* **EXERCISE REQUIREMENTS**:
Starting at the line that contains "Please mark the fluffy", write out every line through the last one in the records below, word for word. Leave out any pictures.

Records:
-------
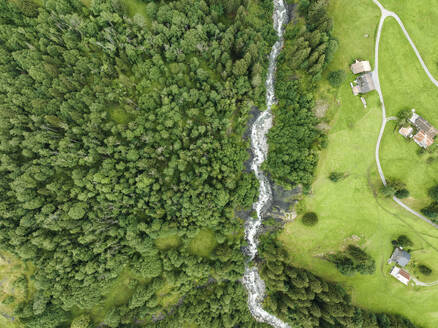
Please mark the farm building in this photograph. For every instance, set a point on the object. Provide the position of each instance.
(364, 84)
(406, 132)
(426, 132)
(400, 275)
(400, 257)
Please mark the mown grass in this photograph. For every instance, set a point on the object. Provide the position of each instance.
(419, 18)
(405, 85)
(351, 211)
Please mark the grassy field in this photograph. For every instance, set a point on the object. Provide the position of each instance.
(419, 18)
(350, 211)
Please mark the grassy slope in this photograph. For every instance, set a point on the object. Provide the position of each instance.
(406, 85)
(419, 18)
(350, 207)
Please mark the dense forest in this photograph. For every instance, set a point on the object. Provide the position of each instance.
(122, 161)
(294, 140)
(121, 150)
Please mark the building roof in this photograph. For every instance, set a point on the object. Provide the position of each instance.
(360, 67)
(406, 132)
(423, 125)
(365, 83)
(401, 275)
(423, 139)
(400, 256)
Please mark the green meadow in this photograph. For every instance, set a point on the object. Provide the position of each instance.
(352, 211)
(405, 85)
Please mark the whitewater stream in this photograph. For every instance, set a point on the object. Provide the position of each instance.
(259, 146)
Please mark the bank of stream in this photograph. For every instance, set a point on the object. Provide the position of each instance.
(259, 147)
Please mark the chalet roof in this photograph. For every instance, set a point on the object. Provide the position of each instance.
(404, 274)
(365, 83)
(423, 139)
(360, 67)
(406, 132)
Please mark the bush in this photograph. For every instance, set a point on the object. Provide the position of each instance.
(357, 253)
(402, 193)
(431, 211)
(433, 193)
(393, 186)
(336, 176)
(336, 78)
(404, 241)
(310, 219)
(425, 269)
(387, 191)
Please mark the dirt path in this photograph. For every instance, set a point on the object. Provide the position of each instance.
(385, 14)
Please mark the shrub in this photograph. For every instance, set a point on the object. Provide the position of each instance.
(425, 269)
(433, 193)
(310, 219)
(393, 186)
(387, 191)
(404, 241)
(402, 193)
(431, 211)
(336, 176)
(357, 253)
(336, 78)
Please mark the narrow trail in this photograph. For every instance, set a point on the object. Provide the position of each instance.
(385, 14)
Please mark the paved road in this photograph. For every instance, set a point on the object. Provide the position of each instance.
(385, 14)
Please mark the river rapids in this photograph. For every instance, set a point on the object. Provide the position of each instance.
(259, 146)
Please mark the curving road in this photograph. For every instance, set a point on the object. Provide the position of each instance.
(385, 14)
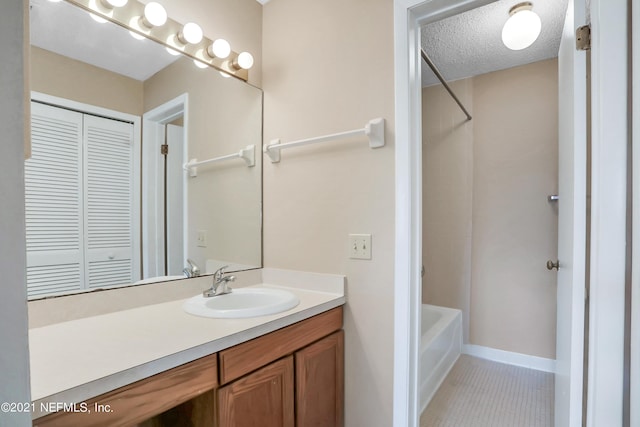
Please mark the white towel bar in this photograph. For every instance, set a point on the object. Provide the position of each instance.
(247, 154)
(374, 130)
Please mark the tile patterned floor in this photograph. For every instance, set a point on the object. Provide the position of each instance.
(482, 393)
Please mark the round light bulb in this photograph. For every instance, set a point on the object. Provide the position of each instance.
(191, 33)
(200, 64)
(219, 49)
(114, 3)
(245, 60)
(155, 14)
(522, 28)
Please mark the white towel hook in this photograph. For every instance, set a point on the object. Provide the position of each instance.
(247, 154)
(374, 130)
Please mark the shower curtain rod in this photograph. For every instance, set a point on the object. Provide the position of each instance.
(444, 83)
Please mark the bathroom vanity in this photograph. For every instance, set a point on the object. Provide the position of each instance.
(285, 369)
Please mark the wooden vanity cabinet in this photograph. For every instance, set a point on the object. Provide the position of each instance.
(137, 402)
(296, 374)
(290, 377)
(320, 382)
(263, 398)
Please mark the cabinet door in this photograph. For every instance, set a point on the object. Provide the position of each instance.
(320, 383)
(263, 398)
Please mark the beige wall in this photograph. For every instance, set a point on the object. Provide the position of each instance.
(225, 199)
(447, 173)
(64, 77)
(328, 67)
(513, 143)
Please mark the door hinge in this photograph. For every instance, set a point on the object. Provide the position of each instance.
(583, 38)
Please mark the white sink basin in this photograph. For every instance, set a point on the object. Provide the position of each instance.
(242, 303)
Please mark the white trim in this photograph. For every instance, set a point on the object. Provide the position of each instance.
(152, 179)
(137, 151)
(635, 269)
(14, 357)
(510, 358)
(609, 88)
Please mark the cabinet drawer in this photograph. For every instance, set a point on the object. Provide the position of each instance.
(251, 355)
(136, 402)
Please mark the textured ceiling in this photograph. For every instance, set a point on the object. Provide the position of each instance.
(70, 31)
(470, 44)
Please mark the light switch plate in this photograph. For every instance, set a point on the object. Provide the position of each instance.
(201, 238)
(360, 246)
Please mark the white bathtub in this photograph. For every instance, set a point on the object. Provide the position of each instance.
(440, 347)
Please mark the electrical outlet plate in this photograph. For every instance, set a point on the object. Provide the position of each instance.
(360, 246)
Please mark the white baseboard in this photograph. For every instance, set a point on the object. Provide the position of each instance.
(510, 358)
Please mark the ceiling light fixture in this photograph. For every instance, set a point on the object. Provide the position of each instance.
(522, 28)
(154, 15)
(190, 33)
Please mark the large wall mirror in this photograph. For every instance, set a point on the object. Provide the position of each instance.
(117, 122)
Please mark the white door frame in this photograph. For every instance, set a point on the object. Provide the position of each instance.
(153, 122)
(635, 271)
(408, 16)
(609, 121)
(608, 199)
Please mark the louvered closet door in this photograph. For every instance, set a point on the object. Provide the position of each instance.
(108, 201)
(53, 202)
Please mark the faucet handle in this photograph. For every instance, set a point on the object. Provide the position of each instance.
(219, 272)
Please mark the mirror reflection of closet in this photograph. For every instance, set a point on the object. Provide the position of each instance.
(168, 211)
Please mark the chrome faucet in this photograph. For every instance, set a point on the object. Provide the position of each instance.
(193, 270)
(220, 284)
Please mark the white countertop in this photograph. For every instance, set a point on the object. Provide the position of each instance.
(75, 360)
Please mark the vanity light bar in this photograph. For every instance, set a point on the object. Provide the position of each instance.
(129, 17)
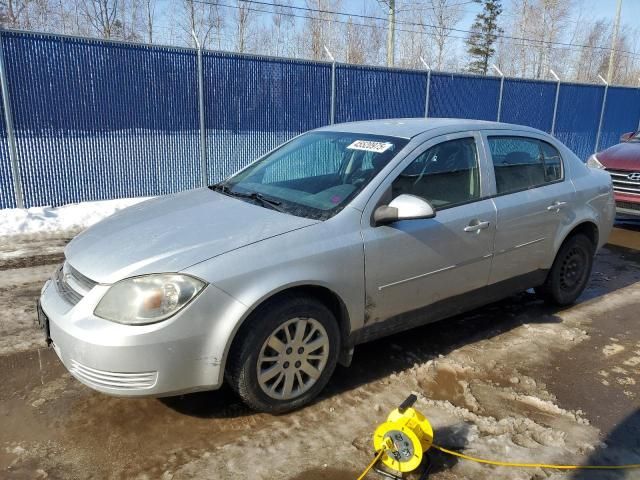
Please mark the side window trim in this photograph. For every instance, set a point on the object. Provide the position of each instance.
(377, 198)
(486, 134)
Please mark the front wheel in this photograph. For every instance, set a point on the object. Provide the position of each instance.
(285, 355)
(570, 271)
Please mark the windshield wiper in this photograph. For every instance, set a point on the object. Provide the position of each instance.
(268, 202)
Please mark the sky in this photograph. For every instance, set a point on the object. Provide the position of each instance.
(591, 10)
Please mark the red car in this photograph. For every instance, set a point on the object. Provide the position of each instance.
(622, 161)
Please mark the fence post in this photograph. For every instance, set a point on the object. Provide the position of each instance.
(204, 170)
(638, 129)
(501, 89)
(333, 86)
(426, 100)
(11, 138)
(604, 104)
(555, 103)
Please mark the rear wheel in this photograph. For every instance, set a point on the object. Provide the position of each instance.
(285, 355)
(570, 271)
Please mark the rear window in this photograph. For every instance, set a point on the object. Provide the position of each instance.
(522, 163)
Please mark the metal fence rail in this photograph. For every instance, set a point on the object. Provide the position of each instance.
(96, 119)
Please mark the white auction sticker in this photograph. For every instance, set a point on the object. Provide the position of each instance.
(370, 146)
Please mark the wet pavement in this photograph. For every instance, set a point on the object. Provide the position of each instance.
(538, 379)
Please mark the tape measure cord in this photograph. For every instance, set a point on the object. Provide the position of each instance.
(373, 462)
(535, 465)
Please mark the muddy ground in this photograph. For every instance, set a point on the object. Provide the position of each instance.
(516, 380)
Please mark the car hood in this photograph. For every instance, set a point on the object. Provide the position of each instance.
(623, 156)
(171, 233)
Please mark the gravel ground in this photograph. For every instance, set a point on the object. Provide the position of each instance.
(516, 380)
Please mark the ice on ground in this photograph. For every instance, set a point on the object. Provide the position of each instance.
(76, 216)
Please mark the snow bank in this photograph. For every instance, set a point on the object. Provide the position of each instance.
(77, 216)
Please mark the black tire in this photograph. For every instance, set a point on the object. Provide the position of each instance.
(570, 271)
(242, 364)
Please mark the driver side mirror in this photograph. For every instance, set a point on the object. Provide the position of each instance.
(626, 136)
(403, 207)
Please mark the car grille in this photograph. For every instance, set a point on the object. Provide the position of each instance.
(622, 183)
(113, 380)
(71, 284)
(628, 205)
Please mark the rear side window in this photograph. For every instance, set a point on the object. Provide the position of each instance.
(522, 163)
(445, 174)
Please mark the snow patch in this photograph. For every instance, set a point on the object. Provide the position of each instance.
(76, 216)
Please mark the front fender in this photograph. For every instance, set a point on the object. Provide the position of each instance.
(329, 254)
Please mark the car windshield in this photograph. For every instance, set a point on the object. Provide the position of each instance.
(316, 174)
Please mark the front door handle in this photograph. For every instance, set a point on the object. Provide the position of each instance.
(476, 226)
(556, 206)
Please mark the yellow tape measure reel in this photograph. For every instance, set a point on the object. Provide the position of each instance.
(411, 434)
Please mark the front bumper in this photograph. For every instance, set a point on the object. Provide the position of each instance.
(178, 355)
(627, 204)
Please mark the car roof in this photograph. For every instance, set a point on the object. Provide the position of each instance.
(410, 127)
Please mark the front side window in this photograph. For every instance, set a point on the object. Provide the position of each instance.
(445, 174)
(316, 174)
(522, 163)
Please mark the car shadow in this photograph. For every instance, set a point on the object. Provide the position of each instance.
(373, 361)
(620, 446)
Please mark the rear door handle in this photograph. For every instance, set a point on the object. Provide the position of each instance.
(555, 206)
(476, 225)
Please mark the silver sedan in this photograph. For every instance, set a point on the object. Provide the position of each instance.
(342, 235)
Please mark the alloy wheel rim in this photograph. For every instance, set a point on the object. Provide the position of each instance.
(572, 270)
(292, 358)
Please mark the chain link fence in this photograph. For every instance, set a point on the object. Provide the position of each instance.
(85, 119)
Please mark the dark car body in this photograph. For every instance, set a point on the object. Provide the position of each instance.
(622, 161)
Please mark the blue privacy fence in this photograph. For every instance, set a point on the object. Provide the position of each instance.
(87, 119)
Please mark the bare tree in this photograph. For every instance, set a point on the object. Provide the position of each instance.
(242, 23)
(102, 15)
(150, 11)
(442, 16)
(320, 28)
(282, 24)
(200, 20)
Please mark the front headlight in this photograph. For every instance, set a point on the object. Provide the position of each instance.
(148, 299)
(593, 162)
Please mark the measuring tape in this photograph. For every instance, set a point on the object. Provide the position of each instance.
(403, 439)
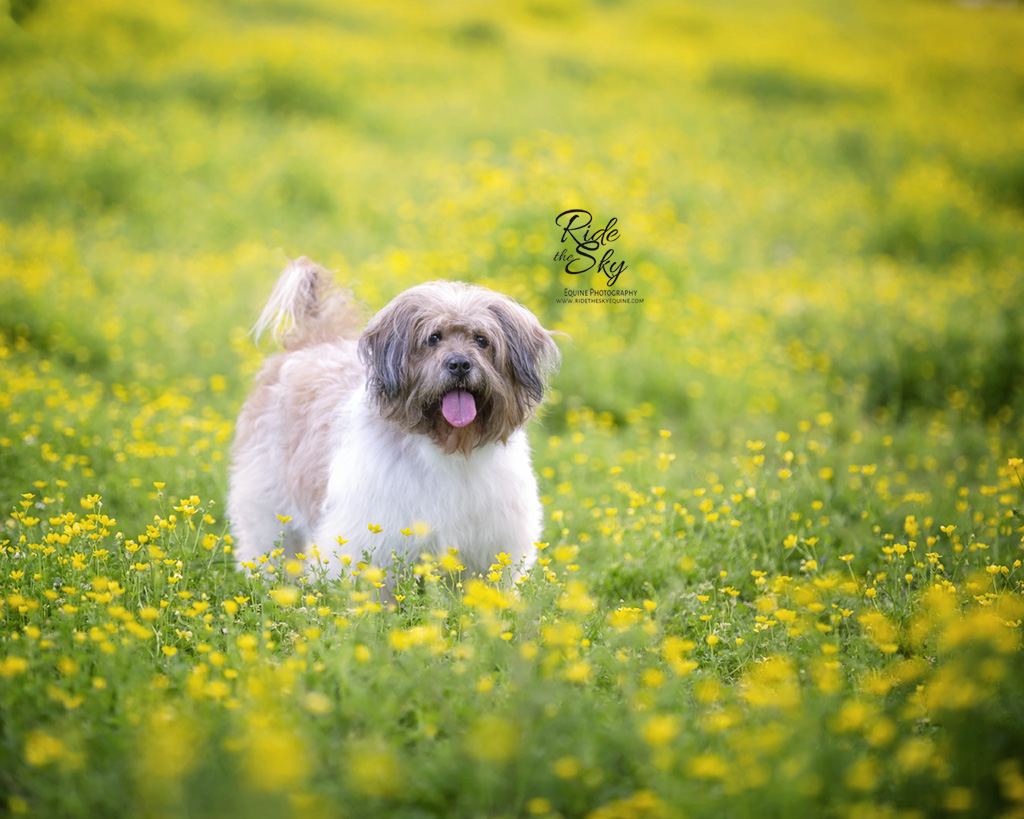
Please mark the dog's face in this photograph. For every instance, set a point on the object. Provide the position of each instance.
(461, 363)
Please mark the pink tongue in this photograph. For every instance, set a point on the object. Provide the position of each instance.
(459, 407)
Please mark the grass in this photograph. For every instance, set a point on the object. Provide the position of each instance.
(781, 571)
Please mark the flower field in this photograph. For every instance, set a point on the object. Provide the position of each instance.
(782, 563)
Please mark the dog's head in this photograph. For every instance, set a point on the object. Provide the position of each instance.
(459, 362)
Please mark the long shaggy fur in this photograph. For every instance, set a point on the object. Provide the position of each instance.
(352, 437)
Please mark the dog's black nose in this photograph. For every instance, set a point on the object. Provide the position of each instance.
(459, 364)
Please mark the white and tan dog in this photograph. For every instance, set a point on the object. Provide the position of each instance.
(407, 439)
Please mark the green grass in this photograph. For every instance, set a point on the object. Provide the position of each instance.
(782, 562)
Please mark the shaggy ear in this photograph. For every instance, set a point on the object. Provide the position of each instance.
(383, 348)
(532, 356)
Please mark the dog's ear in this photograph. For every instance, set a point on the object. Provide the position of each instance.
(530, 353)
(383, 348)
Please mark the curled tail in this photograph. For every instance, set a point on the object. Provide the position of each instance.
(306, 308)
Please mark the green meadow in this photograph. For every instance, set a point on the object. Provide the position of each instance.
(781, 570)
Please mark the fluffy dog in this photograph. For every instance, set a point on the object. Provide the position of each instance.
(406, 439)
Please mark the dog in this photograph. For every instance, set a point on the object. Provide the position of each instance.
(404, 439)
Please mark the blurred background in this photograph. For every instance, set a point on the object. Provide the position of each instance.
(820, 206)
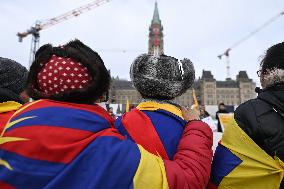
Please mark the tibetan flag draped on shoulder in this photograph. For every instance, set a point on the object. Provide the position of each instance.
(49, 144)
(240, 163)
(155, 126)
-------
* **ANSWER TO THIS TASK**:
Please mark the fluffy dog in this photograph. For every instance, set a point on the object. Provide the position of each instance.
(406, 439)
Please mark the dog in this photograph. For every instance, set a point on the object. Provide the position of each instance.
(404, 439)
Please mark the blurred background in this photograph. For every instance, set a point on the object. Provide the position of each instance.
(820, 206)
Please mark the tibetan flag draped on shoulder in this photograph. For every instance, set a point on the object. Provide the position of each instance.
(49, 144)
(240, 163)
(155, 126)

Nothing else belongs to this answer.